As soon as Moses the Egyptian was published, it provoked heated discussion and severe criticism. Assmann was vigorously attacked--sometimes from opposing perspectives. On the one hand, he was rebuked for introducing the Mosaic distinction because it mischaracterizes biblical monotheism. On the other hand, he was attacked for calling into question a distinction that is constitutive for biblical religion, "as well as for all the Western values that are based upon it" (Assmann 2010: 5). "Both objections, although diametrically opposed to each other, tar me with the brush of anti-Semitism: one sees an implicit intolerance in the concept of the Mosaic distinction; the other sees, in the demand that it be rescinded, a call for a return to Egypt, a plea for polytheism, cosmotheism, and a reenchantment of the world" (Assmann 2010: 5-6). Theologians argued that Assmann fails to understand--and indeed distorts--the true character of biblical monotheism.  Historians of religion objected that Assmann neglects to consider how monotheism evolved out of polytheism. Given the current global concern with religion, it is not surprising that a book intended to make a scholarly contribution to a relatively obscure historical episode should draw so much fire.
Assmann concedes that he may have "overstated" his case; he did not anticipate that he would be embroiled in theological controversy. But regardless of his original "subjective intentions," Assmann now recognizes that he must deal with the potential meanings of his text--the ways it has been read, interpreted, and misinterpreted. In The Price of Monotheism, Assmann confronts the issues raised by his critics and responds to their objections--especially the questions provoked by the concept of the Mosaic distinction. And in Of God and Gods, Assmann approaches the Mosaic distinction from the perspective of the polytheism that preceded it.
To appreciate fully what Assmann means by the Mosaic distinction and its revolutionary significance, we need to sketch the overarching narrative of Moses the Egyptian.  Although the expressions "monotheism" and "polytheism" were invented in the seventeenth century and need to be used with caution, Assmann argues that ancient polytheisms, especially in Egypt and Mesopotamia, were not exclusive. They developed what he calls "techniques of translation" (Assmann 1997: 2). "The gods were international because they were cosmic. The different peoples worshipped different gods, but nobody contested the reality of foreign gods and the legitimacy of foreign forms of worship" (Assmann 1997: 3). There was even the practice of translating the names of foreign gods.

__Input material__.
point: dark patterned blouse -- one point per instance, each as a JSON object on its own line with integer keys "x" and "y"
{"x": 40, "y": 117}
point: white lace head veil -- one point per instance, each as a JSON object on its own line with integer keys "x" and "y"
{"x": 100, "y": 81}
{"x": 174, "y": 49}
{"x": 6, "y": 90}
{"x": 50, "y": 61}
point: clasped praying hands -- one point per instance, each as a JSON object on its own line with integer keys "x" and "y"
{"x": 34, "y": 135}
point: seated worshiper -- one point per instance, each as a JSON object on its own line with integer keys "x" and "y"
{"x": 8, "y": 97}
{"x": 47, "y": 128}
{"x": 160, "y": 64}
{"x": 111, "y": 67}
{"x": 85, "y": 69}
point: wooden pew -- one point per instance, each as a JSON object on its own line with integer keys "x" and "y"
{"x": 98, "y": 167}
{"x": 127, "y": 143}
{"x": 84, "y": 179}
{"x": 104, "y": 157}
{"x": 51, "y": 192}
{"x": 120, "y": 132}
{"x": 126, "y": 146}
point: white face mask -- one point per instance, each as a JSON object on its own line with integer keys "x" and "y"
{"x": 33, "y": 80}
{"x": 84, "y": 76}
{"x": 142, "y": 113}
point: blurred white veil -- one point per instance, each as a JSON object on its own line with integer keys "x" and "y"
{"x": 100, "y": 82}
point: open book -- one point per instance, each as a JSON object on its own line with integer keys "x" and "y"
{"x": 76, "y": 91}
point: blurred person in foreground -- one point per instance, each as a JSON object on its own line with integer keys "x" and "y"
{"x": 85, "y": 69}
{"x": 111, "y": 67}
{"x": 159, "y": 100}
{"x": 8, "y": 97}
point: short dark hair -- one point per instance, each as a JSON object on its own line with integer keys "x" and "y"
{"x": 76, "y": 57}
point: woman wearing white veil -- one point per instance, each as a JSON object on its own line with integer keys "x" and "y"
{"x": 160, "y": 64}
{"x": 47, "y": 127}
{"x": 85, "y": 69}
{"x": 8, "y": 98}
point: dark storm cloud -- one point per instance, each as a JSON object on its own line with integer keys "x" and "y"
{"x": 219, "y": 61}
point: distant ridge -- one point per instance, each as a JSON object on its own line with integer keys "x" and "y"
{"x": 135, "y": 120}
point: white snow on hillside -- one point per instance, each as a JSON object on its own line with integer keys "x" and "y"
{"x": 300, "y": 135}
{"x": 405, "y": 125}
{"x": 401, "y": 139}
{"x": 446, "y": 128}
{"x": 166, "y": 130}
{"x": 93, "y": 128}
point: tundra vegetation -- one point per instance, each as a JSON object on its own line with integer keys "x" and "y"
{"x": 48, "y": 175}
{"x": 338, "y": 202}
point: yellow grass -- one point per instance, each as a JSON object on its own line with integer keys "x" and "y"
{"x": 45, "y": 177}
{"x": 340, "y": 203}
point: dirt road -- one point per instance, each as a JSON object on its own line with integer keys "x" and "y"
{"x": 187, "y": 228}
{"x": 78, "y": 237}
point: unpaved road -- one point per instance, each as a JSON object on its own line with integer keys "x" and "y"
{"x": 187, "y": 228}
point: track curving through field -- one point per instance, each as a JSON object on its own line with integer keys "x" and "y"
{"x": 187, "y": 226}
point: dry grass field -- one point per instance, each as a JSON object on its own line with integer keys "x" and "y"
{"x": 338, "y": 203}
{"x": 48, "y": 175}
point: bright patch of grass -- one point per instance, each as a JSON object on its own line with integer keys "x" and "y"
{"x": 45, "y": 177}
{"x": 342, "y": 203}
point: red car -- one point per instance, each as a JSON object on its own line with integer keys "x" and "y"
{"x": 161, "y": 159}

__Exercise task 1__. Multiply every x and y coordinate in the listing by 2.5, rounding each result to a whole number with halves rounded up, and write out the lines again, from the line that contains "point: yellow grass" through the last line of the listing, both included. Keep all other lines in that span as they are.
__Exercise task 2__. Continue the passage on Assmann's Moses the Egyptian from the point where it stops.

__Exercise output 1__.
point: yellow grass -- one point per instance, each as a JSON object on its own line with integer keys "x" and "y"
{"x": 113, "y": 443}
{"x": 850, "y": 508}
point: dirt road -- one point per instance, each as a JSON object on its own line with integer keys "x" and "y"
{"x": 468, "y": 570}
{"x": 195, "y": 593}
point: unpaved road -- one point per instance, each as a JSON object on its own line with integer keys "x" and "y"
{"x": 468, "y": 570}
point: track curving through field -- one point per instance, each as a JSON object on its own line with integer keys "x" and "y"
{"x": 468, "y": 565}
point: dry grass field -- one point per instance, each as a JSON object on its own line with integer keys "x" and "y"
{"x": 845, "y": 508}
{"x": 120, "y": 438}
point: bright patch of grass -- one point per instance, each as a JSON object on its own line with integer keys "x" and "y"
{"x": 113, "y": 443}
{"x": 855, "y": 508}
point: red car -- one point per instance, each as a JSON object on its own line with integer keys "x" and "y"
{"x": 403, "y": 398}

__Exercise output 2__.
But all this changes with the coming of monotheism. Assmann (like Freud in Moses and Monotheism) claims that monotheism can be traced back to the short reign of the Egyptian pharaoh Akhenaton in the fourteenth century B.C.E. Akhenaten, unlike Moses, was a figure of history whose memory was virtually obliterated until his rediscovery in the nineteenth century. The reason why Akhenaten is so important for Assmann's narrative is that he actually did something that is very similar to what has been ascribed to Moses. He introduced a form of monotheism that excluded other gods and idols. "[H]e had abolished the cults and idols of Egyptian polytheism and established a purely monotheistic worship of a new god of light, whom he called 'Aton'" (Assmann 1997: 23). This is a theme that Assmann underscores when he introduces the Mosaic distinction. There are anticipations of the oneness of god in ancient polytheisms, but it is only with the counterreligion of monotheism that the emphatic claim to exclusivity appears: There is only one true religion and all other religions are false. Assmann calls this the Mosaic distinction because this radical claim is associated with Moses and with the first two commandments: "What seems crucial to me is not the distinction between One God and many gods, but the distinction between truth and falsehood in religion, between the true god and false gods, true doctrine and false doctrine, knowledge and ignorance, belief and unbelief" (Assmann 2010: 2).
Following a suggestion of Theo Sundermeier, Assmann calls the varieties of polytheism that existed prior to monotheism the "primary religions."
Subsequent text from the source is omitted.